**To do:** Each line that contains the word "white" is to be copied from the records below.

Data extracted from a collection
◇ ◇ ◇ ◇ ◇

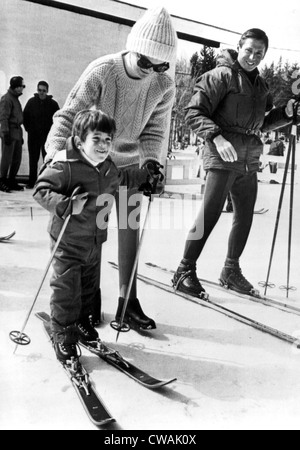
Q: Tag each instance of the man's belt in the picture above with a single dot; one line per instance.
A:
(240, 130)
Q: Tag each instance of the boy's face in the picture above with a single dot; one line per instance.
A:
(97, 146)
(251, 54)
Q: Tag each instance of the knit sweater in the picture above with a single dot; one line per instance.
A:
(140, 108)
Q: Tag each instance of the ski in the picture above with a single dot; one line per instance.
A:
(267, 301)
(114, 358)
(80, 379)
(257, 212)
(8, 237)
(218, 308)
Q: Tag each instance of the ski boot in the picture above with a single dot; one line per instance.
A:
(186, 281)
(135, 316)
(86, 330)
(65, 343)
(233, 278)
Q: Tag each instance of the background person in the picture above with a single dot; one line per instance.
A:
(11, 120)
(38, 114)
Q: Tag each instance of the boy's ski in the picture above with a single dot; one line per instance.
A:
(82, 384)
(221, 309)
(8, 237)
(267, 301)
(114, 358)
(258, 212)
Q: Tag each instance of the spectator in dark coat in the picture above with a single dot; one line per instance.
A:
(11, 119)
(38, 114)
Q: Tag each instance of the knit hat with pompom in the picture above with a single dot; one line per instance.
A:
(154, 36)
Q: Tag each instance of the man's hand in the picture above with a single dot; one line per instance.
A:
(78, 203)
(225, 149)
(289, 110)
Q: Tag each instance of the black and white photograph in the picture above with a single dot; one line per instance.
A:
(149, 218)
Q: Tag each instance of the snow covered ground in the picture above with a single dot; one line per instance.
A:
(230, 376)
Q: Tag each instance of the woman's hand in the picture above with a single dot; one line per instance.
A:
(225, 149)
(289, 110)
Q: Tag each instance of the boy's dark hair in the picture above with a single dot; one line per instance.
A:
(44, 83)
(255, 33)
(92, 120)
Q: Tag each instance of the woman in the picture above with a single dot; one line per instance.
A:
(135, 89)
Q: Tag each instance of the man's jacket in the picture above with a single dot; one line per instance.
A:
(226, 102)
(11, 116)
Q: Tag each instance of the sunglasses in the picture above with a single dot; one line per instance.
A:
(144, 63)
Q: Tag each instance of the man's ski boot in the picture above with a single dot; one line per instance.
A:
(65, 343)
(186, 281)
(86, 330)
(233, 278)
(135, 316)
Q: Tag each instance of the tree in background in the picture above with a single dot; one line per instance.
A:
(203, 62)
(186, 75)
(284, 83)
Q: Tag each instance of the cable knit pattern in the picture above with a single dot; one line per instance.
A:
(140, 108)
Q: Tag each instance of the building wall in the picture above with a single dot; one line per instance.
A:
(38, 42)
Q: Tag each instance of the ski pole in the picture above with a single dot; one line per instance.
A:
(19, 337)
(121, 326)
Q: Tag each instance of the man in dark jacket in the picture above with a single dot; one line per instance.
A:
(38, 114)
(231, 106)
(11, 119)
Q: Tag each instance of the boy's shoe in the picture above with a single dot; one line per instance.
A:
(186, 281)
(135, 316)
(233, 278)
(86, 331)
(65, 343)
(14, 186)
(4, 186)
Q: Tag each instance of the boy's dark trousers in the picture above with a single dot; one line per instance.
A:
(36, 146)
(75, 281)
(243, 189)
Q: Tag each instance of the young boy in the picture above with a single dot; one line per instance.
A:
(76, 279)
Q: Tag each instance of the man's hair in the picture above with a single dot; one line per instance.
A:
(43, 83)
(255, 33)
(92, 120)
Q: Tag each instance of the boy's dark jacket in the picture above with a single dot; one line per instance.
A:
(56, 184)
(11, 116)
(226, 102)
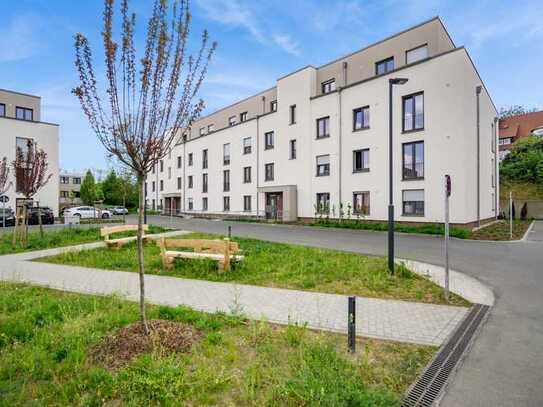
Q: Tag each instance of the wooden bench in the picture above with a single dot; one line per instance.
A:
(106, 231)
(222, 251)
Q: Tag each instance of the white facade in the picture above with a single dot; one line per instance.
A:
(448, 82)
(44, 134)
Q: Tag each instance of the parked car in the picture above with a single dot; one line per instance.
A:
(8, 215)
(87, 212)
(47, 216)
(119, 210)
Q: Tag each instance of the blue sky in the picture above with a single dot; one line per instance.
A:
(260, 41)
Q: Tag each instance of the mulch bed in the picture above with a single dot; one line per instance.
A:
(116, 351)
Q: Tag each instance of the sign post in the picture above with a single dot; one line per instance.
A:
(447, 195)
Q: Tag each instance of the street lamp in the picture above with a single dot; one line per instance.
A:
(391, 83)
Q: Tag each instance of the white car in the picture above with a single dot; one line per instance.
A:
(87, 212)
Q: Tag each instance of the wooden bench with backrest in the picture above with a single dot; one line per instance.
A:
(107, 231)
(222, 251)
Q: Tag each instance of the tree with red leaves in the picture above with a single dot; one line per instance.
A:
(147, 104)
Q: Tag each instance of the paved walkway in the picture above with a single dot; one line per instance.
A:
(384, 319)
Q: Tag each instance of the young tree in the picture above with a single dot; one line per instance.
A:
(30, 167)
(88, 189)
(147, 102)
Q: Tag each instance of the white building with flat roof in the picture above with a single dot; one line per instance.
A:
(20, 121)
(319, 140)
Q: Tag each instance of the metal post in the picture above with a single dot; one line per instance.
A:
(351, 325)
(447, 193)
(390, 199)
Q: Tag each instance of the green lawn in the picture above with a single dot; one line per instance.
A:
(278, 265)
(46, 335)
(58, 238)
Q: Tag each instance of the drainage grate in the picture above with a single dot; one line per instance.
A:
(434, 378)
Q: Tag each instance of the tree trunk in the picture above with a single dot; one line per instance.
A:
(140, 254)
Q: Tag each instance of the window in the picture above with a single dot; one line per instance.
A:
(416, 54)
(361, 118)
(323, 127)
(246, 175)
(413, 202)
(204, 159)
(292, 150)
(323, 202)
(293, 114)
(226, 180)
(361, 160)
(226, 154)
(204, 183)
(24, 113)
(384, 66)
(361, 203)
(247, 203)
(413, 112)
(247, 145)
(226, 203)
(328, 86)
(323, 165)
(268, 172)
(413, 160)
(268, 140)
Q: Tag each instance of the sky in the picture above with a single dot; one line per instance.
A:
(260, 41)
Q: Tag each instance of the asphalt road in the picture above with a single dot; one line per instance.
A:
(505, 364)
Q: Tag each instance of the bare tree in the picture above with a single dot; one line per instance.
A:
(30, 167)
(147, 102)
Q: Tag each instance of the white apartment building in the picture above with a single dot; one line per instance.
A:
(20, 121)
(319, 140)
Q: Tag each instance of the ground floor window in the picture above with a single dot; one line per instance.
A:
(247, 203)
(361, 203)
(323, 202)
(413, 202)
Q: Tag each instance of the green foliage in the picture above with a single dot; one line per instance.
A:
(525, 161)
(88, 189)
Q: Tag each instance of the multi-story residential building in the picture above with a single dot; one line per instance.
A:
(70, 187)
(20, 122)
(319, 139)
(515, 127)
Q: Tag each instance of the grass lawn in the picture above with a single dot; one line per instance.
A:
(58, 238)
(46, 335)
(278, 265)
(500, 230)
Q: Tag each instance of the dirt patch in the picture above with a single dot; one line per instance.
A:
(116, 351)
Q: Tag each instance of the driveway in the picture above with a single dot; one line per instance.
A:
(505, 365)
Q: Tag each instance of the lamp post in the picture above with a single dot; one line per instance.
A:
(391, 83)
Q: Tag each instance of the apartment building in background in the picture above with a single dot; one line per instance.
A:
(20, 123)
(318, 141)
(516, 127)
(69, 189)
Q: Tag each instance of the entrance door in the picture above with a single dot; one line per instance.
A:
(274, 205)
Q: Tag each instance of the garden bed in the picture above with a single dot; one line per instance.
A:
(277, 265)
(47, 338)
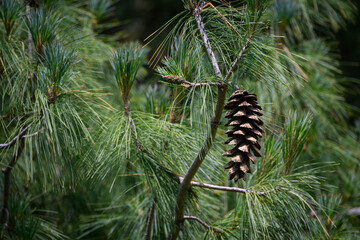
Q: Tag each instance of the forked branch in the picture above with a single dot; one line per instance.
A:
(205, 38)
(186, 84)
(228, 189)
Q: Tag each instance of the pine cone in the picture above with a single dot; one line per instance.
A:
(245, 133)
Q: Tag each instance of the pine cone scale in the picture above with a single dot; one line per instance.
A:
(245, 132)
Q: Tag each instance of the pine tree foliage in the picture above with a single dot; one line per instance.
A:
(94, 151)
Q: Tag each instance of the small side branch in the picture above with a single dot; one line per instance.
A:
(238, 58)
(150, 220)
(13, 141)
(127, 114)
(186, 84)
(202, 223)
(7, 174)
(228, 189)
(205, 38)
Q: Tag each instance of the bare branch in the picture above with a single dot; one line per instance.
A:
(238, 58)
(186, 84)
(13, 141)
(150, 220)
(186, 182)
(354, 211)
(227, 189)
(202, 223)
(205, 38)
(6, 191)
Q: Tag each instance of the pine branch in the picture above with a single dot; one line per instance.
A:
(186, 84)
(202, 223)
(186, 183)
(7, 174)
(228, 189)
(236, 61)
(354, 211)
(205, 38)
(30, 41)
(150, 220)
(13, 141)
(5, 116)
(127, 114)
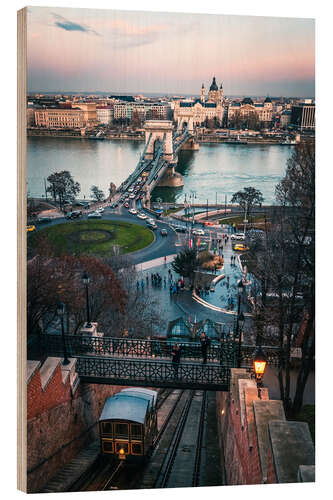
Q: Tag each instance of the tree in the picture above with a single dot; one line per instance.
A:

◇ ◇ ◇ ◇ ◇

**Task answer:**
Q: Tag each instance of the black and white photograph in the picture above with a single dot; one line per instance.
Q: Tag each instance of the white facade in the picture above with a single dot; one line per instance.
Q: Tag each instance of the white car in the picture above with a single dot; one line per instance.
Q: Tag each instance of the white building with flat roof in the picture above with a single dot; one line per instance.
Q: Tag each instance of the white apartment building in the picture above with a single dot; one line per instance.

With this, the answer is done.